● **TASK OBJECTIVE**: Locate every line in the items below that contains the word "small", and copy each of those lines in full.

-- Start --

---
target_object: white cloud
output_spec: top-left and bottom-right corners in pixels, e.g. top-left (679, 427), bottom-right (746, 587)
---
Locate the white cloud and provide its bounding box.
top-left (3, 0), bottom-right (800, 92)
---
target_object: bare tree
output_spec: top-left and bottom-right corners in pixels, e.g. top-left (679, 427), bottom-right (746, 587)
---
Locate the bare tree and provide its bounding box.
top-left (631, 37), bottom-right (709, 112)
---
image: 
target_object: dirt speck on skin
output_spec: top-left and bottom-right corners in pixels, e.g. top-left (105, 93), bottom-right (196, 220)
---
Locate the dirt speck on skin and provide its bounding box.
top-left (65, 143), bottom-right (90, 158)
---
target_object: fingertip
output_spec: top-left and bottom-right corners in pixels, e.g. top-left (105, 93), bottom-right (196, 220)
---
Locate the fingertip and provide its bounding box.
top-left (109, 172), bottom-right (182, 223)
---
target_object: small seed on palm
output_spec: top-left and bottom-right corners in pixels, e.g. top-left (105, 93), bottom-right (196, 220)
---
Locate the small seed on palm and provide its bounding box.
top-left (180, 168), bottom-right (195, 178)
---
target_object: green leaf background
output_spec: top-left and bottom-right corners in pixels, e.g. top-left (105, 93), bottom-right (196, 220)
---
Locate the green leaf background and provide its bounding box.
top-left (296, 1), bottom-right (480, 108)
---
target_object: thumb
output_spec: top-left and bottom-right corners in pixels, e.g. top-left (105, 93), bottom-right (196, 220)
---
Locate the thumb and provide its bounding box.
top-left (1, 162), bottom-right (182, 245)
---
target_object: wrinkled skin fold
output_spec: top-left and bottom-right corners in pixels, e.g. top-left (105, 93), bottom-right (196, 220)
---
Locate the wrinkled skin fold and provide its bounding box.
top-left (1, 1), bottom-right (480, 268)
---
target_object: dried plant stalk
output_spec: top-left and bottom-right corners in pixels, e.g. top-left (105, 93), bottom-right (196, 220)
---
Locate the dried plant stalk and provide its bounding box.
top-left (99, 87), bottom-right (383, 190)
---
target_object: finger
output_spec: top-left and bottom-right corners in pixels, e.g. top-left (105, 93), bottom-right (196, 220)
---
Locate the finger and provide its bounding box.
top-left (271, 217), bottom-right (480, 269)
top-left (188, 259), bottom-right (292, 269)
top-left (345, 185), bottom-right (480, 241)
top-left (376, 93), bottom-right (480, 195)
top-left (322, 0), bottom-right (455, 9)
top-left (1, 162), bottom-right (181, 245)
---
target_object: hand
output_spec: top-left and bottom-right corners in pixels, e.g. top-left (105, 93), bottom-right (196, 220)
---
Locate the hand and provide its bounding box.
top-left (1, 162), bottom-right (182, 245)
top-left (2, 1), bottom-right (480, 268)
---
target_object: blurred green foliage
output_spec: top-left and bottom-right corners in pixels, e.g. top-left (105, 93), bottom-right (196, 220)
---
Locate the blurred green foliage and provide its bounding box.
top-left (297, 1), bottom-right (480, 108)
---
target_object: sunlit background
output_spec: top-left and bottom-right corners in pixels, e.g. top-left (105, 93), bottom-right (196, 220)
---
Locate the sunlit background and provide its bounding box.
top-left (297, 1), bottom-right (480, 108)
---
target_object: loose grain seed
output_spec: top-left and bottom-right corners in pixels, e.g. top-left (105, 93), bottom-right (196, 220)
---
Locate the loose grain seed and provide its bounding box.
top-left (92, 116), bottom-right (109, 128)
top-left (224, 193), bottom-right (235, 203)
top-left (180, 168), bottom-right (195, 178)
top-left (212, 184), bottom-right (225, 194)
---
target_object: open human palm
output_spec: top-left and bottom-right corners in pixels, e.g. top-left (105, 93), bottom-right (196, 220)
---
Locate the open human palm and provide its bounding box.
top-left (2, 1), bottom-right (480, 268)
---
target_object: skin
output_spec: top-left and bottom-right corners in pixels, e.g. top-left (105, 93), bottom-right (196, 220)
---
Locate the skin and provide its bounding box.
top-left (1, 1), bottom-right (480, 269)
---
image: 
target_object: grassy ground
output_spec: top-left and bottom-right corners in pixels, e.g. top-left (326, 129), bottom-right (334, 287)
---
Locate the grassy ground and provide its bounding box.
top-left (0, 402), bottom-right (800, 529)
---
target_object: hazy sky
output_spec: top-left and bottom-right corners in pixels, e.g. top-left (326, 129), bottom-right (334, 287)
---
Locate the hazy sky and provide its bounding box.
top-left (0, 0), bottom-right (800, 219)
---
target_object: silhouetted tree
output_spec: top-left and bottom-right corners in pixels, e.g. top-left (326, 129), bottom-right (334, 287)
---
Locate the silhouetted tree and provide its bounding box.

-- End --

● **THE RESULT**:
target_object: small seed on palm
Locate the small seed on palm and provide its bounding box.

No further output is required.